|Computed tomography of the head|
|OPS-301 code||3-200, 3-220|
Computed tomography of the head uses a series of X-rays in a CT scan of the head taken from many different directions; the resulting data is transformed into a series of cross sections of the brain using a computer program. CT images of the head are used to investigate and diagnose brain injuries and other neurological conditions, as well as other conditions involving the skull or sinuses; it used to guide some brain surgery procedures as well. CT scans expose the person getting them to ionizing radiation which has a risk of eventually causing cancer; some people have allergic reactions to contrast agents that are used in some CT procedures.
Computed tomography (CT) has become the diagnostic modality of choice for head trauma due to its accuracy, reliability, safety, and wide availability. The changes in microcirculation, impaired auto-regulation, cerebral edema, and axonal injury start as soon as head injury occurs and manifest as clinical, biochemical, and radiological changes. Proper therapeutic management of brain injury is based on correct diagnosis and appreciation of the temporal course of the disease process. CT scan detects and precisely localizes the intracranial hematomas, cerebral contusions, edema and foreign bodies.
Even in emergency situations, when a head injury is minor as determined by a physician's evaluation and based on established guidelines, CT of the head should be avoided for adults and delayed pending clinical observation in the emergency department for children. Many people visit emergency departments for minor head injuries. CT scans of the head can confirm a diagnosis of skull fracture or brain bleeding, but even in the emergency department, such things are uncommon and not minor injuries, so CT of the head is usually not necessary. Clinical trials have shown the efficacy and safety of using CT of the head in emergency settings only when indicated, which would be at the indication of evidence-based guidelines following the physical examination and a review of the person's history.
Concussion is not a routine indication for having brain CT or brain MRI and can be diagnosed by a healthcare provider trained to manage concussions. People with concussions usually do not have relevant abnormalities about which brain imaging could give insight, so brain imaging should not routinely be ordered for people with concussions. If there is concern about a skull fracture, focal neurological symptoms present or worsening symptoms, then CT imaging may be useful. MRI may be useful for people whose symptoms worsen over time or when structural pathology is suspected.

- Aim of the exercise: In the text on computed tomography of the head, substitute "intracranial hemorrhages" for "intracranial hematomas" and write the passage out again, beginning at the words "Computed tomography (CT)" and stopping after "and foreign bodies.". The lines are not needed for this work.

- Entries supplied:
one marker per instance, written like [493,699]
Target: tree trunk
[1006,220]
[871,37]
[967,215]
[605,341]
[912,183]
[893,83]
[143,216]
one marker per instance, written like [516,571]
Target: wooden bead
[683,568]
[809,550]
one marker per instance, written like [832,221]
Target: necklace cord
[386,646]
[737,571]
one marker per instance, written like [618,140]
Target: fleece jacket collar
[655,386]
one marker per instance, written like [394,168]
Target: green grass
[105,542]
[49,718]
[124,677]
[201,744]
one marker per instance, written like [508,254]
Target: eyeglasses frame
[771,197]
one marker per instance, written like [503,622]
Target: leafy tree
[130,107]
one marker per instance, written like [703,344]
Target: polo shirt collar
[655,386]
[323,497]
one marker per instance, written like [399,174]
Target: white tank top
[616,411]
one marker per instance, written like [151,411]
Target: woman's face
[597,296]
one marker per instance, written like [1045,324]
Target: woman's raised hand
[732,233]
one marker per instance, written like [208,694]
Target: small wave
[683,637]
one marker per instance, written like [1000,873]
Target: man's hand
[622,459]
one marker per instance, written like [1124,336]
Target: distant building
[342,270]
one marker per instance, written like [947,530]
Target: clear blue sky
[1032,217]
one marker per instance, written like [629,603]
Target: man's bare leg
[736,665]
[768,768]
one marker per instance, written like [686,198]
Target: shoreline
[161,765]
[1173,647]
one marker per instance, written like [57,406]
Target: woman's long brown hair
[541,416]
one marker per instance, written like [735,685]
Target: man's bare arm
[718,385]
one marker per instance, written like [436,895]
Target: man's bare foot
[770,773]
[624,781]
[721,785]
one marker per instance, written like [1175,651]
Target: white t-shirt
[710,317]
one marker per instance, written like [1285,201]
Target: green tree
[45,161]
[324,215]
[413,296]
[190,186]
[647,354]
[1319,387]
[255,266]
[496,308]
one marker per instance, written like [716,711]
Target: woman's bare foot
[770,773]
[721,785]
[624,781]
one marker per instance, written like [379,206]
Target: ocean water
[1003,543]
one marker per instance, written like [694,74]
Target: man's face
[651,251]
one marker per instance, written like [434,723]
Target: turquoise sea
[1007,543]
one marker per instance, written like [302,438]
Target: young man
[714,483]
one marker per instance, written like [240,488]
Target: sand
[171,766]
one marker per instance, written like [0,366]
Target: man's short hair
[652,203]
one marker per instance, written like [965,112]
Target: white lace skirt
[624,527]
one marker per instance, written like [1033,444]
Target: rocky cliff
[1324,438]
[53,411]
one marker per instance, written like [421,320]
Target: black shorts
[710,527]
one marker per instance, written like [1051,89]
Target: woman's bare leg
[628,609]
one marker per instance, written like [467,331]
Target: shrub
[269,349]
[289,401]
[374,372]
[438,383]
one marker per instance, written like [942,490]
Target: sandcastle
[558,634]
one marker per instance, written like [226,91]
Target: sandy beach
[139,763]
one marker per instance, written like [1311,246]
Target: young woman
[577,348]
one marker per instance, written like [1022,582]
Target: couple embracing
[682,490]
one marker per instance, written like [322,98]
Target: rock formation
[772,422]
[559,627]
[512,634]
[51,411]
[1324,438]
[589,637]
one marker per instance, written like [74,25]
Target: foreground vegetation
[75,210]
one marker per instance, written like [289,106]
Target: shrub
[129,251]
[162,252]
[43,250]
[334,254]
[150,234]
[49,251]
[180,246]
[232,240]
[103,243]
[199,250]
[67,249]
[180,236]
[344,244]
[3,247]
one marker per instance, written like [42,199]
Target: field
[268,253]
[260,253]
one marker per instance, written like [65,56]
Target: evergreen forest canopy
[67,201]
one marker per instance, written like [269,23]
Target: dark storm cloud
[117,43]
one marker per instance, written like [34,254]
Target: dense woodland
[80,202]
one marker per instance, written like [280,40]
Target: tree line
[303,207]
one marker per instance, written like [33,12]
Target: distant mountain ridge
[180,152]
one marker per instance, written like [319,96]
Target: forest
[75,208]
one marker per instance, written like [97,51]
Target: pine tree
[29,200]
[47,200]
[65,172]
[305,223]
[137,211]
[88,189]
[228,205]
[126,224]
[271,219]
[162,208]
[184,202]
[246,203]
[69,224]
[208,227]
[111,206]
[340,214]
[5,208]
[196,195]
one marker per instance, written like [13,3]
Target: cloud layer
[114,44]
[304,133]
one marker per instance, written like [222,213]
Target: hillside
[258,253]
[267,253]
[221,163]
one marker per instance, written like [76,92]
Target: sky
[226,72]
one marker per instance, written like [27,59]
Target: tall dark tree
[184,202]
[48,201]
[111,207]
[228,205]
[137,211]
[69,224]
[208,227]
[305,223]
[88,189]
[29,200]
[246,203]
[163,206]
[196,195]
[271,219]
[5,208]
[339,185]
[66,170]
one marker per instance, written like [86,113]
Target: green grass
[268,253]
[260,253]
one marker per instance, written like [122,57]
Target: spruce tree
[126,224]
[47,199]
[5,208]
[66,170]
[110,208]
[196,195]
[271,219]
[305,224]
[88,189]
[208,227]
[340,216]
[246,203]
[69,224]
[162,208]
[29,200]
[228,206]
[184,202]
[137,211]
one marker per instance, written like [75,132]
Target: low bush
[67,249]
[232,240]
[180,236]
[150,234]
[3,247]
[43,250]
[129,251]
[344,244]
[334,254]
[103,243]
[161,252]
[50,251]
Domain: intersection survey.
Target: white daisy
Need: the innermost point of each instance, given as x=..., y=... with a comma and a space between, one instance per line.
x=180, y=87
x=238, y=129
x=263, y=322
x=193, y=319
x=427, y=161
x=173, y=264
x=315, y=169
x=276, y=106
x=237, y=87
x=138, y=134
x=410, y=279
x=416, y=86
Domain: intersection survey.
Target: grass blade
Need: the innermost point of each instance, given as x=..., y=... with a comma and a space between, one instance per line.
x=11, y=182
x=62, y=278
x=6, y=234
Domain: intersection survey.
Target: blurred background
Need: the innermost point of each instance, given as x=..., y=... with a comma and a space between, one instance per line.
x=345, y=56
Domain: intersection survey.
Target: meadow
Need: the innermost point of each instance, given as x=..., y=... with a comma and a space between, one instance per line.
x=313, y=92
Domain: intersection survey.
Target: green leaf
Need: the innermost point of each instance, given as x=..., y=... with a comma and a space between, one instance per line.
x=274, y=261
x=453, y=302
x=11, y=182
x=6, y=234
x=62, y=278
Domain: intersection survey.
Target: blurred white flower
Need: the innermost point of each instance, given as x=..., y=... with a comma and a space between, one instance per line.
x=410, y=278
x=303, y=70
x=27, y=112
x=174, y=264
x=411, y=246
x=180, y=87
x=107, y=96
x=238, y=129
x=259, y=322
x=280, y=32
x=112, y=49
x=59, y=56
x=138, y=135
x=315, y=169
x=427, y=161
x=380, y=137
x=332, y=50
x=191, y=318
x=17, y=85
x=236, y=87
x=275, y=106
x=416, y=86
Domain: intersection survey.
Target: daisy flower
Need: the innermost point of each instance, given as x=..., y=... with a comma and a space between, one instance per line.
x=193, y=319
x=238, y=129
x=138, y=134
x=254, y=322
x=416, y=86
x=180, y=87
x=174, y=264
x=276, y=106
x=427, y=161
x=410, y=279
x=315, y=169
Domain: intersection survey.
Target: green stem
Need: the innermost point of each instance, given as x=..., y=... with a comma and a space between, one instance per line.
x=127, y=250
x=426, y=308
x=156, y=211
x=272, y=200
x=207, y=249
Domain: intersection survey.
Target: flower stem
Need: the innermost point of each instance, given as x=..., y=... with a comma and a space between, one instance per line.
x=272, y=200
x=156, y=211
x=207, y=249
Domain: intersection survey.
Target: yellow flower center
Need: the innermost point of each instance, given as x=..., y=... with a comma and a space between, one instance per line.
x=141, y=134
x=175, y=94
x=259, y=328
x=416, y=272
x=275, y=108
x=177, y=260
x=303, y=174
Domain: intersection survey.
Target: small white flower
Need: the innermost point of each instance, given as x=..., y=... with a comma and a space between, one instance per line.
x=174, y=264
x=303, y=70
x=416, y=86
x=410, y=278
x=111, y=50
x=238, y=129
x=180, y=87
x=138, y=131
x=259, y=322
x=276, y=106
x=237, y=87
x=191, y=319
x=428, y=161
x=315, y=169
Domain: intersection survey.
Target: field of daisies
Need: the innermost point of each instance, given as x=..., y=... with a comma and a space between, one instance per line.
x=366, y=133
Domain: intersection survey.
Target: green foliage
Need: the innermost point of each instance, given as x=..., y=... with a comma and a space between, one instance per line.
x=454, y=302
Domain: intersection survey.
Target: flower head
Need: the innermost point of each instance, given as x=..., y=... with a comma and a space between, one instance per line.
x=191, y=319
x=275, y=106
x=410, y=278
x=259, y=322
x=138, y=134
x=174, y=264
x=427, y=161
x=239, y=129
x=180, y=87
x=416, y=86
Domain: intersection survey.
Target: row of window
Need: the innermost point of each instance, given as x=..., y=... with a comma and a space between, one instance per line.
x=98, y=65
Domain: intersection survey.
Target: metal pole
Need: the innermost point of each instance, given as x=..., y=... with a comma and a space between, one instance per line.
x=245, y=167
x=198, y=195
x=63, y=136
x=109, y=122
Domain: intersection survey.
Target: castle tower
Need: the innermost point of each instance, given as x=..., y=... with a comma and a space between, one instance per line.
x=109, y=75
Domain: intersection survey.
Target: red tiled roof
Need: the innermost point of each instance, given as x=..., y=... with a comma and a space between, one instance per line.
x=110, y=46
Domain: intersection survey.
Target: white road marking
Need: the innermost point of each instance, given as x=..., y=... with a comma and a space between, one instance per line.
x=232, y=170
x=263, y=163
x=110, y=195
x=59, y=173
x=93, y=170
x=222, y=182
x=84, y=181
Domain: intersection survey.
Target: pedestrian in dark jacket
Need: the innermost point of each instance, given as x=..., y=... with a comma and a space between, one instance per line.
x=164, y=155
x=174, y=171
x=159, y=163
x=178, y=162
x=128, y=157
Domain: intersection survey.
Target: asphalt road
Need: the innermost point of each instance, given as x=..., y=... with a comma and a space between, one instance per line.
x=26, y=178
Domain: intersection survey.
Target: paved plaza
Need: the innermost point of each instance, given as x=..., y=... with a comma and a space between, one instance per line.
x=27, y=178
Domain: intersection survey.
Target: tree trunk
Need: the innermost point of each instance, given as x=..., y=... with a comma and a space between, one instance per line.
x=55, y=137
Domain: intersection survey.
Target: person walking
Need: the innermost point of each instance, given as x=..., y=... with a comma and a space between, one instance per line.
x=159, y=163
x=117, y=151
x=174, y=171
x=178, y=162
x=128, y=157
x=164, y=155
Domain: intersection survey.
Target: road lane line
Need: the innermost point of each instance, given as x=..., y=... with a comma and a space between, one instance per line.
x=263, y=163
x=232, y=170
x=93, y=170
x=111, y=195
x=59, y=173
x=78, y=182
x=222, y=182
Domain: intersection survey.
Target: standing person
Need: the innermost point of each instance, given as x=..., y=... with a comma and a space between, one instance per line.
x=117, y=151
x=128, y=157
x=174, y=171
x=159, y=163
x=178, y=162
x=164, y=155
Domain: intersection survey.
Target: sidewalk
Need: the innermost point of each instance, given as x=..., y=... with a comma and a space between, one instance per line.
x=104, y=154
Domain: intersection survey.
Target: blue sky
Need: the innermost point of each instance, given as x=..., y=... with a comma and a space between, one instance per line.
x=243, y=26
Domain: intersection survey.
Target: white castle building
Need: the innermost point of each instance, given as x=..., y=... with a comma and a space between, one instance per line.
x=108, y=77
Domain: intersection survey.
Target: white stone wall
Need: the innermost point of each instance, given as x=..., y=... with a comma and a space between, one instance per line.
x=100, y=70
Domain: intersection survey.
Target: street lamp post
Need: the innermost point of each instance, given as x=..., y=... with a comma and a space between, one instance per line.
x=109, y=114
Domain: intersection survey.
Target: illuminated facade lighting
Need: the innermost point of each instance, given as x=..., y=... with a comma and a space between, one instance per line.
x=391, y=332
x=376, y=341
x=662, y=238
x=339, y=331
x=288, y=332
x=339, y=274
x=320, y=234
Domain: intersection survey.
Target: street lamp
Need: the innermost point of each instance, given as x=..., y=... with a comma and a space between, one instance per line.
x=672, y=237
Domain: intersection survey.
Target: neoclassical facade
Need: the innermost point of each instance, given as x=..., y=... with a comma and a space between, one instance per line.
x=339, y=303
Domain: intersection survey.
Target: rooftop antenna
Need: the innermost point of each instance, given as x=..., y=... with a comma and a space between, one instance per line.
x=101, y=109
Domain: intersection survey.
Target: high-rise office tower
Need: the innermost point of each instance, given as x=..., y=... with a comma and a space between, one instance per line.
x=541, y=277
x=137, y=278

- Response to the exercise:
Computed tomography (CT) has become the diagnostic modality of choice for head trauma due to its accuracy, reliability, safety, and wide availability. The changes in microcirculation, impaired auto-regulation, cerebral edema, and axonal injury start as soon as head injury occurs and manifest as clinical, biochemical, and radiological changes. Proper therapeutic management of brain injury is based on correct diagnosis and appreciation of the temporal course of the disease process. CT scan detects and precisely localizes the intracranial hemorrhages, cerebral contusions, edema and foreign bodies.